— START —
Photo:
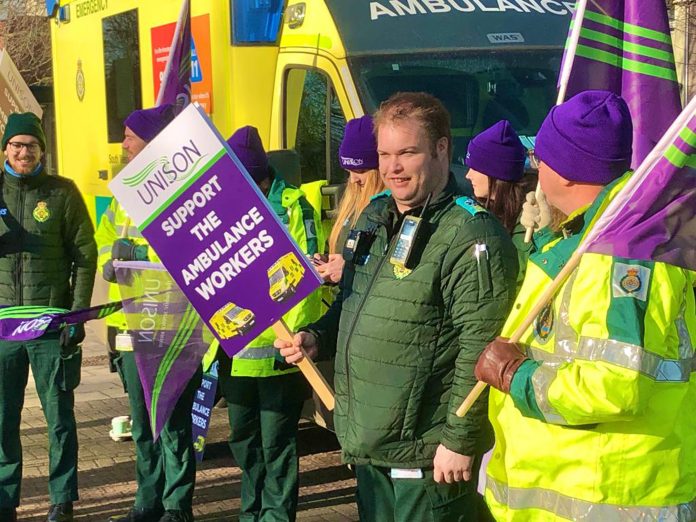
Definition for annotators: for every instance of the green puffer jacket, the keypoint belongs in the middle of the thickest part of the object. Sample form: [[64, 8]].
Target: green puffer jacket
[[47, 252], [407, 343]]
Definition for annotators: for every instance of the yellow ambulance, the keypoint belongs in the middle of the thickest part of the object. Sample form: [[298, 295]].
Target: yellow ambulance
[[298, 70], [232, 320], [284, 276]]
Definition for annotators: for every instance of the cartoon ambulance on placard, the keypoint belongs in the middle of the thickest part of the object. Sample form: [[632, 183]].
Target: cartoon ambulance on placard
[[284, 276], [232, 320]]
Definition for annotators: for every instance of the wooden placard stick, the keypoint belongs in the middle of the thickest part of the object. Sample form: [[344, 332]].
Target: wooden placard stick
[[308, 368], [548, 294]]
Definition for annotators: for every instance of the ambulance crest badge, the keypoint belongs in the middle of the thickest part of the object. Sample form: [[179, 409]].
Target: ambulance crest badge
[[41, 212]]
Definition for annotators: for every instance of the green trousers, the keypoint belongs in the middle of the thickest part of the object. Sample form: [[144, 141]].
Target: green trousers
[[56, 375], [263, 413], [165, 471], [384, 499]]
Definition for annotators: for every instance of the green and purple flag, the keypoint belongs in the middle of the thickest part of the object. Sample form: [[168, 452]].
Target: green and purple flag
[[625, 47], [24, 323], [166, 333], [176, 82], [654, 215]]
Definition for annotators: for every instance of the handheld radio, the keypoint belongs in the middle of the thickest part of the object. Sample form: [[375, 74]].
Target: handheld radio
[[407, 239]]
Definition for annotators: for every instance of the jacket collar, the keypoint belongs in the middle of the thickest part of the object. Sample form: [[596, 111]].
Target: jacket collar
[[385, 211]]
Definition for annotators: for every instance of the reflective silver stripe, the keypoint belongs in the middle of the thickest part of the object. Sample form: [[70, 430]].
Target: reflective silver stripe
[[577, 509], [260, 352], [686, 348], [626, 355], [541, 380]]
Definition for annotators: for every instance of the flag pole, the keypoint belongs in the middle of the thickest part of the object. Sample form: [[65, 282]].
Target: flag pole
[[172, 49], [564, 78], [613, 209], [548, 294], [308, 368]]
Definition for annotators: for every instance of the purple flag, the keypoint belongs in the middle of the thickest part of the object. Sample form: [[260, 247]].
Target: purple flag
[[654, 216], [625, 47], [166, 335], [176, 83], [24, 323]]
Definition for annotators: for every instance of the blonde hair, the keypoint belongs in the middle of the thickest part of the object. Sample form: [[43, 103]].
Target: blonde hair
[[353, 201]]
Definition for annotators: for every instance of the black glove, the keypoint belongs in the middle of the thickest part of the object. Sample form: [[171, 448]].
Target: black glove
[[72, 335], [109, 272], [124, 249]]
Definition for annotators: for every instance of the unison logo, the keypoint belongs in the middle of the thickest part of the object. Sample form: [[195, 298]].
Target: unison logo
[[163, 172]]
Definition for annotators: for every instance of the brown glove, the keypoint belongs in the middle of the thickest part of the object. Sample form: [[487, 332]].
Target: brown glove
[[498, 363]]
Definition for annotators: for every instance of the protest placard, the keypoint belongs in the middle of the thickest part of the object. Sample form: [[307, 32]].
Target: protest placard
[[215, 233]]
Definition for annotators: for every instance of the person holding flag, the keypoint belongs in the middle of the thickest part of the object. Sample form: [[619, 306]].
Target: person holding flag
[[592, 406], [47, 264], [165, 470], [264, 394]]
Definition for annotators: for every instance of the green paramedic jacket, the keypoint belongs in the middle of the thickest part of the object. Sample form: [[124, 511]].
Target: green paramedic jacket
[[600, 424], [47, 251], [406, 341], [260, 358]]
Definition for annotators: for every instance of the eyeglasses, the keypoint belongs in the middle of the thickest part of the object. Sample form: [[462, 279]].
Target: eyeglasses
[[16, 146]]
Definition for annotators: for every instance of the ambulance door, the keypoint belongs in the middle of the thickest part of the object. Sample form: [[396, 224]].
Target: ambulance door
[[309, 115]]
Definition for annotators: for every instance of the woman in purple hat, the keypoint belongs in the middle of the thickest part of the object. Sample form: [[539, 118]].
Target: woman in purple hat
[[358, 156], [496, 170]]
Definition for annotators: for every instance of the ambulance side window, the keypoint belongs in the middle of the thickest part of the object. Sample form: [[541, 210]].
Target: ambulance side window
[[313, 124], [121, 70]]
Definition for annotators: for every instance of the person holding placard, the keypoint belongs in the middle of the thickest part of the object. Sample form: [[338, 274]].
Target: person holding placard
[[428, 283], [47, 263], [264, 394], [165, 470]]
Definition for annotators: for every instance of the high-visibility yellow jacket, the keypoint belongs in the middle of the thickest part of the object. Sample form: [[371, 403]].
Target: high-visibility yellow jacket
[[111, 227], [260, 358], [600, 425]]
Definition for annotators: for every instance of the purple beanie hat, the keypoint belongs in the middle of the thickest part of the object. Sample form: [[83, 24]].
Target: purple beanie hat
[[358, 150], [148, 123], [497, 152], [588, 138], [246, 144]]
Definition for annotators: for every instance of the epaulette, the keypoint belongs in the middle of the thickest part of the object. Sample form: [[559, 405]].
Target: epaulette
[[384, 193], [470, 205]]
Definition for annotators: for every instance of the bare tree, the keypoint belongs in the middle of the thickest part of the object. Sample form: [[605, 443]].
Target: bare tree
[[26, 35]]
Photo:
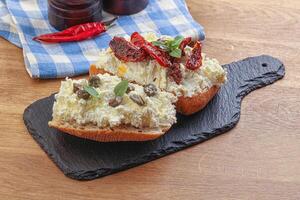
— END —
* **PROBLEM STATEMENT**
Rewrite the listing from the line containing "Definition for annotators: for every instance of the wooden" down to the line containing "[[625, 47], [24, 323], [166, 333], [176, 82], [654, 215]]", both included, with the requests kept. Scale each keypoint coordinate in the answers by 0.3 and round it to a whole number, with halves rounded up, leaving the numbers in the requests and their sample forms as they are.

* **RESPONSE**
Definition for annotators: for every instance of the wooden placard stick, the keypoint belongs in the middle of the thickest part of the object. Sample form: [[344, 332]].
Target: wooden placard stick
[[92, 110], [164, 88]]
Definition for annotators: for every instance of the ambulance crest badge, the keypoint belongs in the middle of the thickest part of the object. Sample form: [[179, 409]].
Target: ambulance crest badge
[[12, 64]]
Definition for annotators: for every instance of the green trousers, the keypoint belongs in the middle of the thickest part of the object. Sample form: [[144, 141]].
Target: green trousers
[[17, 113], [79, 124], [50, 141], [115, 150]]
Definition for annotators: for every instance of the green and purple flag, the keypoint belongs in the middle of the thickest part of the object. Sample form: [[168, 452]].
Target: green and purple flag
[[188, 14], [7, 97], [50, 100], [53, 25], [196, 65]]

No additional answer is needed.